--- begin ---

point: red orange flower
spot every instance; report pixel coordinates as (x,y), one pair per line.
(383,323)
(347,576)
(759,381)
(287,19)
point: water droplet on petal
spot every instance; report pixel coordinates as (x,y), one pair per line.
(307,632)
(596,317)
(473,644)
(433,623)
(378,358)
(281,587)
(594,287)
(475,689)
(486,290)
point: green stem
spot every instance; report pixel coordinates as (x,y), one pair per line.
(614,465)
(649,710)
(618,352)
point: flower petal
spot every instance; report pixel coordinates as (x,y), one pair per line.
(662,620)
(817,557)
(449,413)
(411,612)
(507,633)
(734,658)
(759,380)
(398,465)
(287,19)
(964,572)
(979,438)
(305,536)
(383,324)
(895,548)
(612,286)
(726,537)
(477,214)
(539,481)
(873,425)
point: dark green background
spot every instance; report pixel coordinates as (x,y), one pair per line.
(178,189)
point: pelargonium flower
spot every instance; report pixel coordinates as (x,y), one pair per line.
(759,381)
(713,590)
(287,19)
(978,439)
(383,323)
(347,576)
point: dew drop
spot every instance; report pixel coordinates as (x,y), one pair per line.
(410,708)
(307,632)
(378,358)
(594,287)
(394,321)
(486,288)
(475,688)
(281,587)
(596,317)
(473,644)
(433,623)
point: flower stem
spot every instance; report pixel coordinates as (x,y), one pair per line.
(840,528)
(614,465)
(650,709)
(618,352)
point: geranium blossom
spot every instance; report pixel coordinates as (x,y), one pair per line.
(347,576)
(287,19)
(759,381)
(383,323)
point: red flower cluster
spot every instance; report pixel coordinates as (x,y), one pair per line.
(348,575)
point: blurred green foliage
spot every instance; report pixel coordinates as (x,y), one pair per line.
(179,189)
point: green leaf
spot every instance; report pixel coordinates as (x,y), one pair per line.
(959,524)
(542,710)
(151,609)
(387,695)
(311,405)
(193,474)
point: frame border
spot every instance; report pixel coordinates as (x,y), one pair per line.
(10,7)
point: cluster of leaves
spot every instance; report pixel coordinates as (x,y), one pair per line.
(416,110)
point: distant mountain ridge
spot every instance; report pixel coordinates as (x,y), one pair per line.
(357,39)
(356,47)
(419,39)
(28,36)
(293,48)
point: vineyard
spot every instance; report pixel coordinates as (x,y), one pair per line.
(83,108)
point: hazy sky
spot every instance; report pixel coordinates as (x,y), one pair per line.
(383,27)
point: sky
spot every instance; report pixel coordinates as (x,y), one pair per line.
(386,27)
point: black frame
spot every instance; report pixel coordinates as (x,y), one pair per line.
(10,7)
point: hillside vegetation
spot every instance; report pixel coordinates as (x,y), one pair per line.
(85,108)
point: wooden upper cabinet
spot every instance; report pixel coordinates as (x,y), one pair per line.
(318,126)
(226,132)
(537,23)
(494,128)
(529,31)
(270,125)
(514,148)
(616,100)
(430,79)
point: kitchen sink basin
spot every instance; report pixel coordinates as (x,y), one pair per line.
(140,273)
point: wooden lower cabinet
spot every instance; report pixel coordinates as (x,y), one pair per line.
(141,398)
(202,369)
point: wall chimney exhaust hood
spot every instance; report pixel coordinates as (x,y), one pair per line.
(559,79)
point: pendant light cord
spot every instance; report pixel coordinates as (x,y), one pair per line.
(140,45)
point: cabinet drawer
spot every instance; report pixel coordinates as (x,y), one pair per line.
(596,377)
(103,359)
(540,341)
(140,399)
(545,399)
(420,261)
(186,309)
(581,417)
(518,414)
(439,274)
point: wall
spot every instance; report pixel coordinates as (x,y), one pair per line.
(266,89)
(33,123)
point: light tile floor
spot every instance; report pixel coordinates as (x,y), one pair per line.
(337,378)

--- end ---

Rewrite every one of the rows above as a two-column CSV with the headers text and answer, one CSV line for each row. Put the row's full text in text and its answer in answer, wrap each field in double quotes, and turn line breaks into spaces.

text,answer
"point: red orange flower spot every instance; report pixel coordinates as (x,y), one pair per line.","(383,323) (347,576) (759,381) (287,19)"
"point: water droplet on petal spot every instance; report pixel coordinates as (x,y), one pair per line.","(307,632) (596,317) (473,644) (433,623) (378,358) (281,587) (594,287) (475,689) (486,290)"
"point: green stem spot every instance; report pixel coordinates as (x,y), one pair per line.","(614,465) (649,710) (618,352)"
"point: flower petal spot every instance; report pixel coordinates as (x,y), one pair per line.","(662,620) (817,557) (449,413) (411,612) (507,633) (734,658) (759,380) (398,465) (287,19) (964,572) (979,438) (305,536) (383,324) (895,548) (612,286) (726,537) (477,214) (539,481) (873,425)"
"point: dark green background spot every instance; report pixel coordinates as (x,y), one pair per line.","(178,189)"
"point: pelargonium flower spot every instance; report pixel coordinates as (x,y), one pair per line.","(759,381) (713,590) (287,19) (978,439) (383,323) (347,576)"
"point: dew drop spot every instance; report pixel coordinates as (x,y), one pair per line.","(410,708) (307,632) (378,358) (594,287) (394,321) (486,288) (475,688) (281,587) (596,317) (473,644) (433,623)"
"point: flower stem spot every instance; report pixel coordinates as (x,y), one pair per line.","(840,528) (614,465) (650,709) (618,352)"
"point: geranium blossom spot every instance; report pixel coordinates as (x,y), one pair per line.","(347,576) (287,19) (759,381) (383,323)"
"point: red flower cluster spot every instance; report pixel coordinates as (x,y), one pair per line.","(348,575)"
"point: blurred green foliage spot every instance; report pixel coordinates as (x,y), one pair per line.","(179,189)"
"point: green leaf spot every instance; report pixel coordinates as (x,y), one pair per line.","(959,524) (542,710) (151,609) (387,695) (311,405) (193,474)"
"point: frame border spot every instance; report pixel coordinates as (x,y), one pair per line.","(10,7)"
"point: cluster of leaves spot every instance; report pixel coordinates as (x,y), one pair per line.","(416,110)"
"point: distant mountain ridge spot every instance; report pixel coordinates as (x,y), one pair per line.","(357,39) (356,47) (419,39) (28,36) (293,48)"
"point: vineyard spot every instance; report pixel coordinates as (x,y), one pair per line.","(83,108)"
"point: hazy sky spot every instance; report pixel coordinates as (x,y), one pair per line.","(383,27)"
"point: sky spot every instance; report pixel coordinates as (x,y), one pair per line.","(386,27)"
"point: black frame spot every instance; report pixel coordinates as (x,y), one pair per line.","(10,7)"
"point: hillside vegetation spot every instance; report pixel coordinates as (x,y), one pair per line.","(85,108)"
"point: wooden upper cabinet spot every instance; report pixel coordinates as (x,y), one pair per line.","(318,126) (226,132) (537,23) (494,128) (529,31) (270,125) (514,148) (616,100) (430,79)"
"point: kitchen sink basin spot every instance; report pixel coordinates as (x,y), one pair per line.","(140,273)"
"point: wooden lower cabinet spot every instance; report pixel coordinates as (x,y), one pair per line.","(141,398) (202,369)"
"point: wall chimney exhaust hood spot every instance; report pixel coordinates as (x,y), one pair per line.","(559,79)"
"point: pendant light cord spot every instance; report pixel coordinates as (x,y), one pair per line.","(140,45)"
"point: cabinet drawer spot every instance; report pixel coordinates as (x,y), one pair per line.","(596,377) (103,359) (540,341) (140,399) (545,399) (420,261) (186,309) (581,417) (518,414) (439,274)"
"point: wall spot every instance; report pixel coordinates as (x,y), one pair per line.","(266,89) (33,123)"
"point: light tile floor spot every instance; report pixel coordinates as (x,y), one pair per line.","(337,378)"